Write out each of the following rows again word for word, changing nothing.

-- Start of Listed records --

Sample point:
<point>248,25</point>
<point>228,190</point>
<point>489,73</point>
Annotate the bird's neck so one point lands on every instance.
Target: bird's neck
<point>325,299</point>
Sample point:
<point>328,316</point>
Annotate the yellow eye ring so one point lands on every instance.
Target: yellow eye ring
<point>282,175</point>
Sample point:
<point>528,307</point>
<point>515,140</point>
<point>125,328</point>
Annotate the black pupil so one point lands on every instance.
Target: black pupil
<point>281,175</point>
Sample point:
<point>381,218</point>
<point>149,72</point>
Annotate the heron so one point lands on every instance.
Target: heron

-- End of Listed records --

* Exercise solution:
Sample point:
<point>248,25</point>
<point>228,190</point>
<point>489,73</point>
Annotate the bird's neck so one point lands on every instance.
Target: bird's neck
<point>325,299</point>
Sample point:
<point>328,316</point>
Annotate the yellow eye ring so one point lands on every instance.
Target: yellow eye ring
<point>282,175</point>
Sample point:
<point>528,307</point>
<point>515,140</point>
<point>125,328</point>
Annotate the black pupil so one point lands on every instance.
Target: black pupil
<point>281,175</point>
Sample point:
<point>381,218</point>
<point>149,72</point>
Annotate the heron so one point lands on every instance.
Target: heron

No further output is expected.